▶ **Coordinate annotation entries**

* begin *

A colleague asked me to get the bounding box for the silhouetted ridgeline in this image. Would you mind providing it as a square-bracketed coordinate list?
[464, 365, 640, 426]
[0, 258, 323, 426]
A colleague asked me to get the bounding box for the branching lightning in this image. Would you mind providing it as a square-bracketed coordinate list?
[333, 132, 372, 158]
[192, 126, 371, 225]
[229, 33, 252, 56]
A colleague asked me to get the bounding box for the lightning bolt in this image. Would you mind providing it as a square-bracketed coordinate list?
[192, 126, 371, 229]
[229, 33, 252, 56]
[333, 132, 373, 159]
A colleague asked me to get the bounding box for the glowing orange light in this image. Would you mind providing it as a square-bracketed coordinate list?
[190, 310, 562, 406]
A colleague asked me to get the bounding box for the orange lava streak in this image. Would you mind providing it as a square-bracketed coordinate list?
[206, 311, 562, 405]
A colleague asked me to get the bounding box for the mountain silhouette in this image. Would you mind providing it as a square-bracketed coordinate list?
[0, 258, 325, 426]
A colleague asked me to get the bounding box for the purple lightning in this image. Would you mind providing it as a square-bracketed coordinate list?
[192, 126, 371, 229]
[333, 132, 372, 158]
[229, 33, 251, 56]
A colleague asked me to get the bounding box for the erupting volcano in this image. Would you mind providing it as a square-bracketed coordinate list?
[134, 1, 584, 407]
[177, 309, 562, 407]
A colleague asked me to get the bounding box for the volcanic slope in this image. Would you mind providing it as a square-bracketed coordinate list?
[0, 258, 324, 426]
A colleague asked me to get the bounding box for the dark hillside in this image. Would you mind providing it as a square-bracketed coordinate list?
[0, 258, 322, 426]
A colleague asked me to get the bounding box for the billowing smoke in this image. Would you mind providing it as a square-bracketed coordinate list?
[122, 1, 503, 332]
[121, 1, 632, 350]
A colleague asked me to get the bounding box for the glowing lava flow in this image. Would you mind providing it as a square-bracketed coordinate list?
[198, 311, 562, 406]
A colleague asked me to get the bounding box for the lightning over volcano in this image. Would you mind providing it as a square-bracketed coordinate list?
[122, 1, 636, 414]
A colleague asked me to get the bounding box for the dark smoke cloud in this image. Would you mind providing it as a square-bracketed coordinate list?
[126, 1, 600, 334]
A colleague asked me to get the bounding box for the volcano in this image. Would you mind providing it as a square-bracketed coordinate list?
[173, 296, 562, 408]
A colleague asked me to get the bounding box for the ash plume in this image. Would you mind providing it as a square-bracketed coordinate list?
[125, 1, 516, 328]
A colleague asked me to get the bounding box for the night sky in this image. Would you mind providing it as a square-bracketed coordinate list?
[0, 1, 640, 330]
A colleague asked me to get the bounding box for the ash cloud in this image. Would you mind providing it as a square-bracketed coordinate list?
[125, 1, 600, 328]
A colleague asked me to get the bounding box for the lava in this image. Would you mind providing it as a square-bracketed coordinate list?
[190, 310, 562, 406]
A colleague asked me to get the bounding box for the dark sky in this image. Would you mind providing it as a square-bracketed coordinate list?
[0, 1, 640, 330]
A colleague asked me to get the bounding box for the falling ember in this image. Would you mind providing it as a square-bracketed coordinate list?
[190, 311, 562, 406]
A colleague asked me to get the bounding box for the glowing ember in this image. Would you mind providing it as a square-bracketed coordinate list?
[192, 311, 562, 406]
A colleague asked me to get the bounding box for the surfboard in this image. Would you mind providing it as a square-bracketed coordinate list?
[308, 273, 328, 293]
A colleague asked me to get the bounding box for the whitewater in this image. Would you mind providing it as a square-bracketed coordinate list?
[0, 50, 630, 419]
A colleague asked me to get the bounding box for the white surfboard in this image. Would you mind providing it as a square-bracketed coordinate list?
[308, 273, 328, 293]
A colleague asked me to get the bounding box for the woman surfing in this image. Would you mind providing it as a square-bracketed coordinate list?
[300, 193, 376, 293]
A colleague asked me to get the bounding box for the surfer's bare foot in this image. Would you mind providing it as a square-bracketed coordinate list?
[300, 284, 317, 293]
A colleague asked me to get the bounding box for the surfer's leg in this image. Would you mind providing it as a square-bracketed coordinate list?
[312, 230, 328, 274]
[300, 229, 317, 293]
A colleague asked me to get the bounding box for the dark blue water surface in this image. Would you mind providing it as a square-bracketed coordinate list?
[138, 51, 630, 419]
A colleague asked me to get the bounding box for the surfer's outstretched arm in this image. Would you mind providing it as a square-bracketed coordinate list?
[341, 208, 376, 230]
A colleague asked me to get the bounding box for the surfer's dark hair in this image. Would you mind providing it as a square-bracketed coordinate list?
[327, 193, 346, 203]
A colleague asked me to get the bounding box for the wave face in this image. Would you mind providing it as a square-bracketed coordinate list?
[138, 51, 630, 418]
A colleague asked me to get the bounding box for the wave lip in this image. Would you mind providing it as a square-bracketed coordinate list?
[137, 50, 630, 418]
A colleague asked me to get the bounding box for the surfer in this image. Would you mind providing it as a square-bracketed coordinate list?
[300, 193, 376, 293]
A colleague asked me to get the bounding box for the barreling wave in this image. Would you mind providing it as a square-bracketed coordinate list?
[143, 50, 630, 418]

* end *

▶ **The problem**
Change every occurrence of "A colleague" in the items to "My supervisor", and leave everything else as it is.

▶ **Expected answer**
My supervisor asked me to get the bounding box for the silhouetted ridgeline in this image. Would you mind providing it as a square-bracketed coordinate list?
[464, 365, 640, 426]
[0, 258, 323, 426]
My supervisor asked me to get the bounding box for the branching lightning in this image. Would you mind providing it as a square-bracketed coordinate list?
[333, 132, 372, 158]
[192, 126, 371, 225]
[229, 33, 252, 56]
My supervisor asked me to get the bounding box for the lightning bolt in this image. Would you mind providing it as a square-bracketed coordinate list?
[192, 126, 371, 229]
[229, 33, 252, 56]
[333, 132, 373, 159]
My supervisor asked me to get the bounding box for the glowing orange light in this image. Would you mind providing it as a square-bracketed coordinate list?
[190, 310, 562, 406]
My supervisor asked me to get the bounding box for the orange lava streak in this image. Would you mind providing it as a square-bracketed coordinate list?
[206, 311, 562, 405]
My supervisor asked me to get the bounding box for the mountain silhouette in this image. Would you mind providing it as a square-bracketed coordinate list?
[0, 258, 325, 426]
My supervisor asked me to get the bounding box for the purple lightning in this image. Would you mind providing it as a square-bracketed coordinate list?
[192, 126, 371, 229]
[333, 132, 372, 158]
[229, 33, 251, 56]
My supervisor asked me to get the bounding box for the erupting volcano in this image. Would you mind providing it as a square-bracketed coordinate list?
[134, 1, 584, 407]
[177, 309, 562, 407]
My supervisor asked me to get the bounding box for the volcanic slope in this image. Would you mind providing it as a square-bracketed coordinate list?
[0, 258, 324, 426]
My supervisor asked me to get the bounding box for the dark hillside in this image. Would you mind providing it as a square-bracketed coordinate list?
[0, 258, 322, 426]
My supervisor asked me to get the bounding box for the billowing smoke in this image. Would you mind providing it as a square-bracketed coordinate list?
[122, 1, 503, 332]
[121, 1, 632, 350]
My supervisor asked me to get the bounding box for the glowing lava flow in this image. Would you mind providing it as a square-bracketed coordinate list?
[198, 311, 562, 406]
My supervisor asked me to get the bounding box for the lightning over volcano in this image. Would you mind providing it as a square-bracketed coordinate list?
[122, 1, 636, 414]
My supervisor asked me to get the bounding box for the dark smoke cloud in this image. Would you mind providing it as a square-bracketed coordinate list?
[126, 1, 600, 334]
My supervisor asked me to get the bounding box for the volcano in this image. Would you mind providing it as a square-bracketed coordinate list?
[173, 296, 562, 408]
My supervisor asked me to get the bounding box for the ash plume in this image. Would you mind providing it as a square-bracketed coordinate list?
[125, 1, 516, 328]
My supervisor asked me to get the bounding box for the night sky in this image. Would you mind providing it as a square-bracketed coordinate list?
[0, 1, 640, 330]
My supervisor asked me to get the bounding box for the ash cloud in this image. Would you mind providing it as a square-bracketed coordinate list?
[125, 1, 600, 328]
My supervisor asked me to get the bounding box for the lava in this image. Would you mind providing it as a square-bracketed coordinate list?
[190, 310, 562, 406]
My supervisor asked me to get the bounding box for the dark sky in this image. Would you mind providing it as a square-bracketed coordinate list?
[0, 1, 640, 330]
My supervisor asked me to get the bounding box for the falling ember in this image. Would you mind providing it as a square-bracketed coordinate list?
[190, 311, 562, 406]
My supervisor asked me to get the bounding box for the glowing ember in this image. Would you mind providing it as a square-bracketed coordinate list?
[192, 311, 562, 406]
My supervisor asked me to get the bounding box for the surfboard in this image. Would you mind providing it as a square-bracketed coordinate list?
[308, 273, 328, 293]
My supervisor asked me to get the bounding box for the whitewater in this image. Would you mind providing it as a square-bracketed coordinate list?
[0, 50, 630, 419]
My supervisor asked me to get the bounding box for the white surfboard in this image. Would you mind providing it as a square-bracketed coordinate list?
[308, 273, 328, 293]
My supervisor asked me to get the bounding box for the woman surfing in this image. Would you mind providing it as a square-bracketed coordinate list?
[300, 193, 376, 293]
My supervisor asked me to get the bounding box for the surfer's bare foot in this image. Would you mind providing it as a square-bracketed coordinate list?
[300, 284, 317, 293]
My supervisor asked me to get the bounding box for the surfer's leg in this image. Would you mind providing it as a square-bracketed coordinate list?
[312, 230, 328, 274]
[300, 229, 317, 293]
My supervisor asked me to get the bounding box for the dark blue water surface in this image. Would you mind providing it as a square-bracketed coordinate list?
[138, 51, 630, 419]
My supervisor asked me to get the bounding box for the surfer's outstretched arm in this image. Would you mind providing it as a square-bracketed coordinate list?
[341, 208, 376, 230]
My supervisor asked me to get the bounding box for the surfer's dark hair in this image. Would you mind providing it as a square-bracketed coordinate list?
[327, 193, 346, 203]
My supervisor asked me to get the bounding box for the wave face in this image. Would you mind providing it as a square-bracketed coordinate list?
[138, 51, 630, 418]
My supervisor asked me to get the bounding box for the wave lip in this image. Would you mind providing it as a square-bracketed coordinate list?
[137, 50, 630, 418]
My supervisor asked me to get the bounding box for the surfer in this image. Would you mind providing it as a square-bracketed coordinate list?
[300, 193, 376, 293]
My supervisor asked me to get the bounding box for the barreling wave in this image. Would you mind providing it as a square-bracketed coordinate list?
[143, 50, 630, 418]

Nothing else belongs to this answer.